[Location labeling records]
>>
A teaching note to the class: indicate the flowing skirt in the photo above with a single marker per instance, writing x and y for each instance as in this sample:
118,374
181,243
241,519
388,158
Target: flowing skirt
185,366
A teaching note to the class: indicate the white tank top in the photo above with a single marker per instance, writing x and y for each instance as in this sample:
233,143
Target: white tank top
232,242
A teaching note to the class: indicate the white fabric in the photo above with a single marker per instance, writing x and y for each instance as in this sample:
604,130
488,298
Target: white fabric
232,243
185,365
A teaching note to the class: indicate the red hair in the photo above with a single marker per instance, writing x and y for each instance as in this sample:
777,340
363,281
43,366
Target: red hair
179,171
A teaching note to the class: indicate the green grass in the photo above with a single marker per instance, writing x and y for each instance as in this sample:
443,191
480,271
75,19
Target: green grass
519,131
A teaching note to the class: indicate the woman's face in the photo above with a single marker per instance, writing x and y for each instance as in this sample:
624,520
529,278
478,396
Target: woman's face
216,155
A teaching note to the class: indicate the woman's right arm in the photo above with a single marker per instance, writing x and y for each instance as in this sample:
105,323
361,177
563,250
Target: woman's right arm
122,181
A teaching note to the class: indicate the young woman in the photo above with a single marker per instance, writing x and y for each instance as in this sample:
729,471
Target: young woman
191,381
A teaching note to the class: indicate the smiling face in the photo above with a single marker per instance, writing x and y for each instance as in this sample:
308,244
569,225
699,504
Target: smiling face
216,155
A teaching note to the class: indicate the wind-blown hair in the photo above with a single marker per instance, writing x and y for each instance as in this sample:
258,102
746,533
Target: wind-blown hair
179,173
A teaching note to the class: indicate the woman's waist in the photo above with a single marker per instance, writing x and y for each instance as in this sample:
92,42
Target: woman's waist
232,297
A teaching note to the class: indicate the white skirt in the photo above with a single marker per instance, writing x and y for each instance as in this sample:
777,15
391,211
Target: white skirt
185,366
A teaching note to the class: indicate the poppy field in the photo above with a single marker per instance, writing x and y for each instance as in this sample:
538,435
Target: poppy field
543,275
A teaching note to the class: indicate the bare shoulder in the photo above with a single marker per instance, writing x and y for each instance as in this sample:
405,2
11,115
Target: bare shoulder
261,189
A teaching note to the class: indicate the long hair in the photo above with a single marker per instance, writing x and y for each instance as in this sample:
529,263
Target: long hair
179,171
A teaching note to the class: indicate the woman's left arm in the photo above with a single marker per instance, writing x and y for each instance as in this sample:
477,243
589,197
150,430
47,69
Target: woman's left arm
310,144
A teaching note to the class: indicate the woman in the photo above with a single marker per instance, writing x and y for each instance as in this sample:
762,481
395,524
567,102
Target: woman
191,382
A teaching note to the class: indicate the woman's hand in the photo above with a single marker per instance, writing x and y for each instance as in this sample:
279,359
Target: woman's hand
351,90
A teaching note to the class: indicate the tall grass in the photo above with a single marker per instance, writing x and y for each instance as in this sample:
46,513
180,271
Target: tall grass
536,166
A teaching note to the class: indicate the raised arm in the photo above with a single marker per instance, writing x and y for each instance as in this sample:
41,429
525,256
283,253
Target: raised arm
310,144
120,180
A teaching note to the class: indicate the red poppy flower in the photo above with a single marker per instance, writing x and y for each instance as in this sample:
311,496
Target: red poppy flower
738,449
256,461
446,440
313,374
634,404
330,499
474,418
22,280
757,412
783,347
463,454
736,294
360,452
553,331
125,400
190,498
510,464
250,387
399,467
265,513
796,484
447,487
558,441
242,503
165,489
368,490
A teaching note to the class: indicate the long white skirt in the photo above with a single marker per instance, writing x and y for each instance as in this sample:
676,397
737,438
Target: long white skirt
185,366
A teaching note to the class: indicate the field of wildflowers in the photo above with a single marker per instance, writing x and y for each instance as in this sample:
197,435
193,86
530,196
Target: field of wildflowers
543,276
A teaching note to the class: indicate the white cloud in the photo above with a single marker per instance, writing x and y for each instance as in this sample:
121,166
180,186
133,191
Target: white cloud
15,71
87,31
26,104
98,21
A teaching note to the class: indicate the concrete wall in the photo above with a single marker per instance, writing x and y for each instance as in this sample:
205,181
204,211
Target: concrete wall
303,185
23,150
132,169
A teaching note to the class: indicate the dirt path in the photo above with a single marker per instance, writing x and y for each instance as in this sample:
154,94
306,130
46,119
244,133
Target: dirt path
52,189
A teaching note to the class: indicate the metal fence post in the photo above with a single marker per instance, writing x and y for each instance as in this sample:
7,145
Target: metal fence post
<<
→ **PROBLEM STATEMENT**: Turn every row above into a numbered list, one line per number. Skip any blank lines.

→ **WORKED ANSWER**:
1. A teaching note to the class: indicate the flowing skirt in the photo above with a single marker per instance, writing x and y for each instance as in this sample:
2. 118,374
3. 181,243
4. 241,519
5. 388,158
6. Target: flowing skirt
7. 185,366
8. A teaching note to the class: indicate the white tank top in the photo above with a single marker per instance, writing x and y for each instance as in this sample:
9. 233,143
10. Target: white tank top
11. 232,242
12. A teaching note to the class: indicate the white fabric in the photo above with a single marker per instance, writing x and y for each instance as in this sample:
13. 604,130
14. 488,298
15. Target: white fabric
16. 232,243
17. 185,365
18. A teaching note to the class: indicate the red hair in the photo above with a single marker per instance, writing x and y for each instance as in this sample:
19. 777,340
20. 363,281
21. 43,366
22. Target: red hair
23. 179,171
24. A teaching note to the class: indicate the green grass in the photo above with a single marker per instance, writing x and y for each instance as in this sample:
25. 443,191
26. 480,271
27. 75,19
28. Target: green grass
29. 519,131
30. A teaching note to the class: indicate the woman's face in the photo above with a single marker per instance, writing x and y for each instance as in this sample:
31. 624,520
32. 529,278
33. 478,396
34. Target: woman's face
35. 216,155
36. A teaching note to the class: indicate the woman's right arm in the photo above with a single marker per instance, writing x and y for each instance as in this sample:
37. 105,323
38. 361,177
39. 563,250
40. Target: woman's right arm
41. 122,181
42. A teaching note to the class: indicate the young woman in the photo above with a single marker per instance, writing x and y for each instance as in this sample:
43. 729,471
44. Target: young woman
45. 191,381
46. A teaching note to the class: indicate the smiling face in the photo above with a single marker per instance, writing x and y for each instance as in this sample:
47. 308,244
48. 569,225
49. 699,504
50. Target: smiling face
51. 216,155
52. A teaching note to the class: indicate the wind-blown hair in the photo above with a single marker per instance, writing x and y for each instance as in this sample:
53. 258,102
54. 746,533
55. Target: wind-blown hair
56. 179,173
57. A teaching note to the class: indicate the woman's waist in the photo above with a single marker per instance, writing x and y for each instance as in this sample:
58. 92,42
59. Target: woman's waist
60. 232,297
61. A teaching note to the class: indicate the white skirt in the photo above with a single marker per instance, writing x and y for each instance as in this sample:
62. 777,15
63. 391,211
64. Target: white skirt
65. 185,366
66. A teaching note to the class: indicate the poppy field in the photo above with a single marker per instance, writing x and y for each instance as in this sample:
67. 538,435
68. Target: poppy field
69. 543,275
70. A teaching note to the class: indicate the bare shoulder in the photo above with a single marker per instance, writing x and y for each instance as in this sample:
71. 405,2
72. 11,115
73. Target: bare shoulder
74. 261,189
75. A teaching note to the class: indicate the long hair in the photo above with a single marker per instance, writing x and y for each instance as in this sample:
76. 529,263
77. Target: long hair
78. 179,171
79. A teaching note to the class: indicate the woman's left arm in the photo above with a single marker per instance, writing x and y for each instance as in this sample:
80. 477,243
81. 589,197
82. 150,430
83. 47,69
84. Target: woman's left arm
85. 310,144
86. A teaching note to the class: indicate the woman in the photo above with a single marker per instance, writing x and y for each instance as in this sample:
87. 762,481
88. 395,524
89. 567,102
90. Target: woman
91. 191,382
92. A teaching note to the class: indicate the woman's hand in the photo above with a single marker per instance, writing x and y for each instance as in this sample:
93. 279,359
94. Target: woman's hand
95. 351,90
96. A teaching note to the class: indicate the tall grass in the photo above with a single marker per instance, writing x and y for each instance as in this sample:
97. 46,513
98. 180,271
99. Target: tall grass
100. 536,166
101. A teaching note to the class: indicate the raised arm in the photo above with a single marker per instance, writing x and y for each instance as in this sample:
102. 41,429
103. 525,256
104. 283,253
105. Target: raised arm
106. 310,144
107. 120,180
108. A teaching note to the class: indicate the red poppy flower in the photo above with a single marker per instance, writing x and y for each instance as in this sample:
109. 311,496
110. Target: red poppy flower
111. 738,449
112. 256,461
113. 446,440
114. 313,374
115. 634,404
116. 330,499
117. 474,418
118. 22,280
119. 757,412
120. 783,347
121. 463,454
122. 736,294
123. 360,452
124. 553,331
125. 125,400
126. 190,498
127. 510,464
128. 250,387
129. 399,467
130. 265,513
131. 796,484
132. 447,487
133. 558,441
134. 242,503
135. 165,489
136. 368,490
137. A teaching note to the class: indicate the long white skirt in the photo above with a single marker per instance, writing x and y for each instance as in this sample:
138. 676,397
139. 737,438
140. Target: long white skirt
141. 185,366
142. A teaching note to the class: indicate the field of wildflowers in the photo above with a single marker per instance, writing x and y for each instance as in this sample:
143. 197,435
144. 193,86
145. 530,196
146. Target: field of wildflowers
147. 543,276
148. A teaching note to the class: indicate the white cloud in the photo above with a single marker per instance, writing x and y for each instance as in this sample:
149. 121,166
150. 180,186
151. 133,191
152. Target: white cloud
153. 15,71
154. 87,31
155. 26,104
156. 98,21
157. A teaching note to the class: indicate the concrete wall in the photo above with a single marker per instance, writing x and y for each instance as in this sample:
158. 205,181
159. 204,211
160. Target: concrete wall
161. 303,185
162. 23,150
163. 132,169
164. A teaching note to the class: indicate the dirt path in the photo above with a single marker per instance, writing x and y for each instance as in this sample:
165. 154,94
166. 306,130
167. 46,119
168. 244,133
169. Target: dirt path
170. 52,189
171. A teaching note to the class: indicate the metal fence post in the photo above with a single marker per instance, writing x and y for each instance as in this sample:
172. 7,145
173. Target: metal fence post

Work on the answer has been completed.